▸ Your goal: Your answer must be the records below, printed exactly.

┌─ Materials provided

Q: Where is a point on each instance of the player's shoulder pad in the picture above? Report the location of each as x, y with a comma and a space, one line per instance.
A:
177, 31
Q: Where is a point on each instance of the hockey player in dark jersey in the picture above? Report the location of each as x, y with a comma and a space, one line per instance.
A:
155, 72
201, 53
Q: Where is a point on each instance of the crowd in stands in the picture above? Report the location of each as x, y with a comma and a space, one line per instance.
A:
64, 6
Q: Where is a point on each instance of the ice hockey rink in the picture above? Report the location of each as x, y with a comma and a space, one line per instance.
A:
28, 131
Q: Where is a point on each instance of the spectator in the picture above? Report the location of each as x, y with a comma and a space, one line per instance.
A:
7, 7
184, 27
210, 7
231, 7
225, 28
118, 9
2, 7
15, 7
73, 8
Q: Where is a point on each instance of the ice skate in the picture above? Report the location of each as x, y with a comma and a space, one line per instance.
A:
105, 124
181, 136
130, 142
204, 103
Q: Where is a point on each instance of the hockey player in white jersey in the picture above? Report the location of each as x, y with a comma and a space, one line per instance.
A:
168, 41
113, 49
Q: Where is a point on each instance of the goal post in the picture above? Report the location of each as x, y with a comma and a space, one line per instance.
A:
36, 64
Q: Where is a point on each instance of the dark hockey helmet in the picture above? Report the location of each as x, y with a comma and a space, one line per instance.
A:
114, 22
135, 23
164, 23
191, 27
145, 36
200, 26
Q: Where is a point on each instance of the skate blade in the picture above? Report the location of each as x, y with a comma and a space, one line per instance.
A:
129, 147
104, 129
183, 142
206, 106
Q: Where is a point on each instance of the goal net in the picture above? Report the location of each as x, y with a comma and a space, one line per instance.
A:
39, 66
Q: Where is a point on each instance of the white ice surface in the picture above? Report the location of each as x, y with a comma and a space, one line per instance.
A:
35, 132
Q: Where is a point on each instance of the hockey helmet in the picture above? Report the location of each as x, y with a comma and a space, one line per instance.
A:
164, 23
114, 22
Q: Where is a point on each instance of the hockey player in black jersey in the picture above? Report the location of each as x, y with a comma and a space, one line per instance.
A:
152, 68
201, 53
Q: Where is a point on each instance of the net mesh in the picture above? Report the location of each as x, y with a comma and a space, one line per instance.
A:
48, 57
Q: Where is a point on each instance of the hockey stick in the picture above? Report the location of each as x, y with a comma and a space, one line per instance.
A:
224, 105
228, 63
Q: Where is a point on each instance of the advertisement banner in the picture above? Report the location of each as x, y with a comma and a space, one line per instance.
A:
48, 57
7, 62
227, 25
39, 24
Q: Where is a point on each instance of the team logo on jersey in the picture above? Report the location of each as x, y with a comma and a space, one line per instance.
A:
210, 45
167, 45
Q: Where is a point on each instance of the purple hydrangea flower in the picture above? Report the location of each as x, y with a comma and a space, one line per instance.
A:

└─

▸ Response to this task:
Q: Where is a point on each instance of the player's shoulder pad in the picture above? Report the location of each as x, y with a comma and a space, one line per instance.
A:
177, 31
Q: Where is a point on each instance of the hockey player in dark jersey in the picture above? Report the location of each as x, y with a comma and a space, one line per instance.
A:
155, 72
201, 53
Q: Where is a point on each instance of the crowd in stands in the picture above? Report the location of each as x, y with a comma and a space, one line per instance.
A:
64, 6
Q: Where is a point on each instance of the ice hockey rink in the picture above? Report the location of each as x, y with a comma and a space, one line per instance.
A:
28, 131
Q: Where is a point on each instance of the spectator in the picture above? Report the location of each as x, y with a comma and a space, one line per instance.
A:
7, 7
184, 27
210, 7
231, 7
225, 28
118, 9
2, 7
15, 7
73, 8
Q: Where is a point on each instance of the ice skate in the picture above? Report the location of each as x, y with a comma and a space, one line per instance.
A:
105, 124
181, 136
130, 142
204, 103
Q: Where is a point on each instance of the hockey player in white jersey in the picture above? Report the location of each as x, y with a comma and a space, one line per instance.
A:
168, 41
113, 49
Q: Where is a point on each instance of the goal post in the picture above? Report the location of each as x, y with a comma and a space, one line per instance.
A:
36, 64
Q: Where is a point on each instance of the dark hockey helmet in the picture above? Report the location of each as x, y with a comma and a space, one line per instance.
A:
114, 22
135, 23
164, 23
191, 27
145, 36
200, 26
Q: Where is a point on each instance of the skate blade in the picture above? Report the location of each as x, y with a comma and a space, one line per instance.
A:
129, 147
104, 129
183, 142
206, 106
Q: Where is a point on each instance of the goal net in the picture above? Report the location of each as x, y with a comma and a space, one line per instance.
A:
39, 66
Q: Where is a point on each instance of the white ice surface in the picture above? Report the location of each as x, y with a comma and a space, one line per instance.
A:
35, 132
Q: Where is a point on each instance of the hockey helmet in the picture above? Report the location of each as x, y with a comma and a space, one line per instance.
A:
164, 23
114, 22
Q: Where is a point on each instance of the hockey player in black jersey in the picture above? Report the location of each as x, y with a comma and a space, one line per instance.
A:
152, 68
201, 53
Q: Where is a point on each instance of the net mesh in the picture above? Report the location of each as x, y with a comma and a space, one line per instance.
A:
48, 57
Q: Where is a point on each instance of the hockey stick in the picture above? Report the location of each as x, y with a comma and a space, one line per instance.
A:
224, 105
228, 63
Q: Where is a point on each instance of the advertisement banner in the picture above? Report the location of each as x, y with a comma and a space, one line per instance.
A:
48, 57
7, 62
227, 25
39, 24
Q: Where is a point on each instance of the team logo on jersey in the picture above? Report the location of each as x, y with a comma and a space, one line per instance.
A:
210, 45
167, 45
Q: Where is a point on each instance of the purple hydrangea flower in the picture above? Report the location of each as x, y with a comma and a space, one line per instance.
A:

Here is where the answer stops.